DOCUMENT EXTRACT |
<<<<

So you own no intellectual property, all of your inventions were signed over to your employer as a condition of employment? Why should I be prevented from benefiting from my intellectual labors? Does your largesse extend also to copyright?

Did you even read my post, or are you just trolling me? I never mentioned copyright. Abolishing patents means nothing CAN prevent you from benefiting from your work. No patents means companies CANNOT be the legal owner of your invention - NO ONE CAN. It's patents, right now, that are being taken by companies and thus legally prevent inventors from doing anything about it.

No patents means it doesn't matter - you can make it, you can profit from it. I also didn't specify that it's perfect - only that it's "better off without" (...) "as things stand".
Jotaf
not rated yet Apr 17, 2012
@Sanescience: Don't worry, we hear regularly from software engineers that they'd do it much better if they were in our place! They assume it's the same thing, but it's not -- believe me, I've been on both sides.

The truth is that we're the ones here in the trenches, and we get things done, while arrogant DB programmers (that say we do it wrong) never left their comfort zone. Yes, scientific code can be messy, as I said it's in the frontiers of knowledge. We're experimenting, there's no set path -- you can't plan it in your head and go (as you do when you're coding a GUI for the 20th time).

It doesn't mean you can dismiss any new algorithm or simulation. Things that work stay, things that don't die off. What's your alternative? If the brightest people in the world can't do it, who can? Do we just forbid new developments?

@alfie_null: In my experience, if they're useful enough they eventually get re-implemented -- generic algorithms and important simulations fall into this category.
Davecoolman
1 / 5 (5) Apr 17, 2012
About time, the stakes are so high that all data should be provable, dependably.
DaFranker
1.8 / 5 (5) Apr 19, 2012
The truth is that we're the ones here in the trenches, and we get things done, while arrogant DB programmers (that say we do it wrong) never left their comfort zone. Yes, scientific code can be messy, as I said it's in the frontiers of knowledge. We're experimenting, there's no set path -- you can't plan it in your head and go (as you do when you're coding a GUI for the 20th time).

>>>>

STUDY QUESTIONS |
[a] Answer these questions about the forum thread on patents and scientific code:
(i) According to the post that begins "Did you even read my post," what can companies not be if there are no patents?
(ii) Which user addresses "@Sanescience," and on what date?
(iii) What does Davecoolman say all data should be?
[b] Extend the forum thread on patents and scientific code past its final post.

Records in a dataset |

<<<<

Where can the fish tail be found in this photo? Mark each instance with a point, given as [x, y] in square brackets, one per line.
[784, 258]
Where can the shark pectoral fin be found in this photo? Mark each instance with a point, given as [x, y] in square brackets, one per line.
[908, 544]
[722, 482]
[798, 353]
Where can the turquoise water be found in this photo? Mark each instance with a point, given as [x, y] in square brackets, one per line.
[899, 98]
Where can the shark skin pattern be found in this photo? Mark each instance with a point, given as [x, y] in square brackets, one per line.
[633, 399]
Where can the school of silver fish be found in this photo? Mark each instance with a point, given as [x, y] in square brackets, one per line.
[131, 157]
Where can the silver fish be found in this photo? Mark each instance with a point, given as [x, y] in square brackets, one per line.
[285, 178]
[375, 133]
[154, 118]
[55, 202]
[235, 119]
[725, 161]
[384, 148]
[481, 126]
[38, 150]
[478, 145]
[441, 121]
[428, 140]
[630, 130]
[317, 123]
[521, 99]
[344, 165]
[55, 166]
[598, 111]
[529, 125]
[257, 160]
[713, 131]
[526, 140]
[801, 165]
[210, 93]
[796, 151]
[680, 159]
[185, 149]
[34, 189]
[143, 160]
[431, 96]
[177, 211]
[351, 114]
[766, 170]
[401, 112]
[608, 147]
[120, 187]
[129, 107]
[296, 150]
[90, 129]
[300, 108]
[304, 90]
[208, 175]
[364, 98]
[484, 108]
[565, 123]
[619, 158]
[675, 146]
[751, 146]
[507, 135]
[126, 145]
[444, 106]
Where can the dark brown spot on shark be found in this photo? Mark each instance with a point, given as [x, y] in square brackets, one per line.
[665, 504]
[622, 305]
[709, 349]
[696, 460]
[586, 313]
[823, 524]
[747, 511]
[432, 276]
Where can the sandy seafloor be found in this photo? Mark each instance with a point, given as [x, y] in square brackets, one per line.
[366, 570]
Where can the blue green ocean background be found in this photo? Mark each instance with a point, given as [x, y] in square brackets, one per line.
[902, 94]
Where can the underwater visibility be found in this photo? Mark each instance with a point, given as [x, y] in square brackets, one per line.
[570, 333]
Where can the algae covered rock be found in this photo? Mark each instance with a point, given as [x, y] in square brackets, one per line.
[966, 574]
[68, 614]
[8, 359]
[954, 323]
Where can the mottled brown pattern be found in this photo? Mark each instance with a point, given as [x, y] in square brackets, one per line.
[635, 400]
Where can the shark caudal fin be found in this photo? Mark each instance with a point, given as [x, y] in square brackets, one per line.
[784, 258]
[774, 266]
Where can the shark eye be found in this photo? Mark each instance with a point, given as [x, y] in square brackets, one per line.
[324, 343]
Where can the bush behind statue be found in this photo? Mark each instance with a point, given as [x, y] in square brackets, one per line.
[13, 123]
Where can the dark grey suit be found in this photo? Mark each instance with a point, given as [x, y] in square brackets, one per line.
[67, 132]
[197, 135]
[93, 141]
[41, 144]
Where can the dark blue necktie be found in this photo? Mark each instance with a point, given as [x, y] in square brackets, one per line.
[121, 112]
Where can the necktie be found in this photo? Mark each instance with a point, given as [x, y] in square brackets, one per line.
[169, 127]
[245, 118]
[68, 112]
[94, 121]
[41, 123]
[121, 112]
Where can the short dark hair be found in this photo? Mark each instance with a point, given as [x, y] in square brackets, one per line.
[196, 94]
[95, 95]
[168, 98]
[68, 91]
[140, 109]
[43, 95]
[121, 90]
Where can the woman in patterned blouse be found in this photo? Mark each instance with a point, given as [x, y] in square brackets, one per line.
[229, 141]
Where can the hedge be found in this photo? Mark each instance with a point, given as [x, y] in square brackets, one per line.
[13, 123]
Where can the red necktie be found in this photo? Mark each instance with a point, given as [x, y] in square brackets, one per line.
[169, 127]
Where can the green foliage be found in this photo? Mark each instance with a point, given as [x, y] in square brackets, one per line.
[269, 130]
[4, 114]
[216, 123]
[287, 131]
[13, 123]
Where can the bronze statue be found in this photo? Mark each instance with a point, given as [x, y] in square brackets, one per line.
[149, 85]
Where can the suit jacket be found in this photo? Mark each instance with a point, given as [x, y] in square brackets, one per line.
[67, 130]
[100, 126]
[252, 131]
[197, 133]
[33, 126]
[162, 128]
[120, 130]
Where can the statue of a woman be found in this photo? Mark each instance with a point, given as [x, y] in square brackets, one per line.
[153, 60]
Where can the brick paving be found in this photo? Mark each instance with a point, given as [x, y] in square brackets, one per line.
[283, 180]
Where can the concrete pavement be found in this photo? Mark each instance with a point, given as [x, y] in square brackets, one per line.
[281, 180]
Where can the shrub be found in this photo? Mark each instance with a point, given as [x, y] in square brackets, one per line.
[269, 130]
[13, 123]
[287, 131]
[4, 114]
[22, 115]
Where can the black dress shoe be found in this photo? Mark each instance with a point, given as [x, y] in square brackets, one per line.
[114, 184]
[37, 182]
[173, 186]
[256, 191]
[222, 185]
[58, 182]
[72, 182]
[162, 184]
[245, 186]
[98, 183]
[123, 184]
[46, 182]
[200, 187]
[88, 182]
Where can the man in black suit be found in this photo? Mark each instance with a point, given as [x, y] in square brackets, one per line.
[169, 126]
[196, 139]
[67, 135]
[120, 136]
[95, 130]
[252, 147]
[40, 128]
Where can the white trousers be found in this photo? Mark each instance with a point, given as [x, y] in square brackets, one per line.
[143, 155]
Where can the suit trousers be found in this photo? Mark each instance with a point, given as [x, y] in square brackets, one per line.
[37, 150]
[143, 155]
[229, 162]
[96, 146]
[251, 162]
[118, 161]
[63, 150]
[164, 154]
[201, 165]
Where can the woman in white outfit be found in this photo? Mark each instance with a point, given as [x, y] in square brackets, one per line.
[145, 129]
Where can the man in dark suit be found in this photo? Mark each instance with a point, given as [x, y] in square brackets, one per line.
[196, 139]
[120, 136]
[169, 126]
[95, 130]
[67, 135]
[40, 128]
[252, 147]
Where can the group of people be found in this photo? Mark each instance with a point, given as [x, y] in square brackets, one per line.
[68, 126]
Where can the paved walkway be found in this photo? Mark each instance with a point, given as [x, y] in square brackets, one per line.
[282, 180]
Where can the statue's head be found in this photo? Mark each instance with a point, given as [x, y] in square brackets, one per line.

>>>>

ANSWERS FOR EACH ITEM |
[a]
(i) Companies cannot be the legal owner of your invention; no one can.
(ii) Jotaf, on Apr 17, 2012.
(iii) Provable, dependably.

[b]
This is even more reason to make it open-source. Those arrogant DB programmers will be stump-faced by the code or shut up when asked for a better example, and the real coders and hackers can take a crack at the frontier and suggest improvements. You'd be surprised how much a good one can improve scientific code even when they have no idea what the program is doing. Problem is, you won't find those as "professional" programmers "offering their services". You *need* to make the code openly available and let them come to you. It's a different market.
Sanescience
1 / 5 (3) Apr 20, 2012
@Jotaf

Touchy! There are many kinds of programming, my references were C , not DB.

"The truth is that we're the ones here in the trenches ... Yes, scientific code can be messy, as I said it's in the frontiers of knowledge. We're experimenting."

I've seen plenty of trenches in my time, I was in the occasional PC game project and 500 hour work months that led to the lawsuits over working conditions at game companies and reformed labor law.

I must again emphasis there are (at least) two classes of programming "errors", procedural, and implementation. Someone who doesn't know a thing about the simulation math of a model can still look at a line of code and say "hey, are you using any computers with a certain release of gcc or g ? Because if you heavily iterate this line of code it will introduce precision errors using this order of operations in long long variables." And there are innumerable little things like that, no one knows them all.